**記述問題 1**.
抜粋文によると、『われら』を書いたのはどんな作家ですか。
**記述問題 2**.
抜粋文の「視聴するにはログインした後、動画を購入してください。」から「330に執拗に誘惑され……。」までを、そのまま書き写してください。
**記述問題 3**.
抜粋文の「いまから約1000年後」で始まる段落を、大事な内容を残して短くまとめてください。

**抜粋文**.
大森望×松下隆志「社会主義のディストピア、資本主義のユートピアーー『われら』光文社古典新訳文庫版刊行記念イベント」(2019/11/7収録)@nzm @takashim2

投稿日時

再生数

99

コメント数

0

マイリスト数

2

ジャンル

その他

この動画は有料です。
視聴するにはログインした後、動画を購入してください。

動画説明

【収録時のイベント概要】
いまから約1000年後、地球全土を支配下に収めた“単一国”では、食事から性行為まで、各人の行動はすべて“時間タブレット”により合理的に管理されている。その国家的偉業となる宇宙船“インテグラル”の建造技師д‐503は、古代の風習に傾倒する女I‐330に執拗に誘惑され……。

20世紀ロシアの異端の作家・ザミャーチン。
その代表作『われら』で描かれるのは、
科学的な合理主義を極端に突き詰めた結果現れる、
全体主義のディストピアだ。

**データ一覧**.
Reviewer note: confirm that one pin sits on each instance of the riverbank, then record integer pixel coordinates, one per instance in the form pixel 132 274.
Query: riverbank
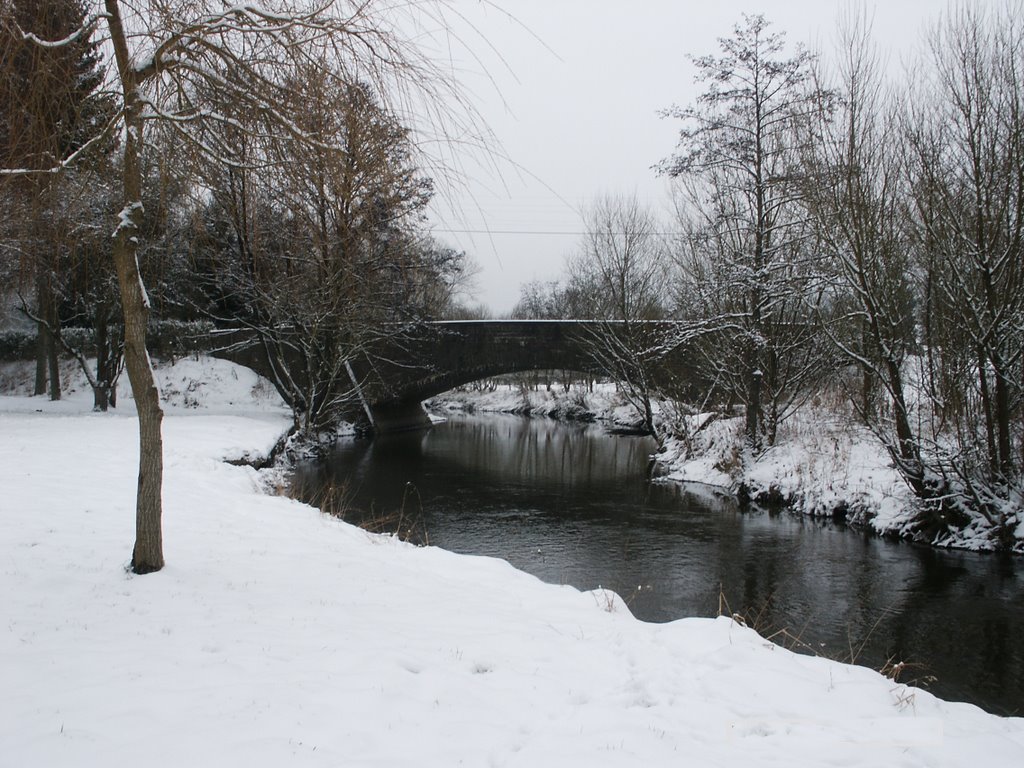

**解答 1**.
20世紀ロシアの異端の作家、ザミャーチンです。

**解答 2**.
視聴するにはログインした後、動画を購入してください。

動画説明

【収録時のイベント概要】
いまから約1000年後、地球全土を支配下に収めた“単一国”では、食事から性行為まで、各人の行動はすべて“時間タブレット”により合理的に管理されている。その国家的偉業となる宇宙船“インテグラル”の建造技師д‐503は、古代の風習に傾倒する女I‐330に執拗に誘惑され……。

**解答 3**.
約1000年後、地球全土を支配する“単一国”では、人々の行動がすべて“時間タブレット”で管理されている。宇宙船“インテグラル”の建造技師д‐503は、古代の風習に傾倒する女I‐330に誘惑される。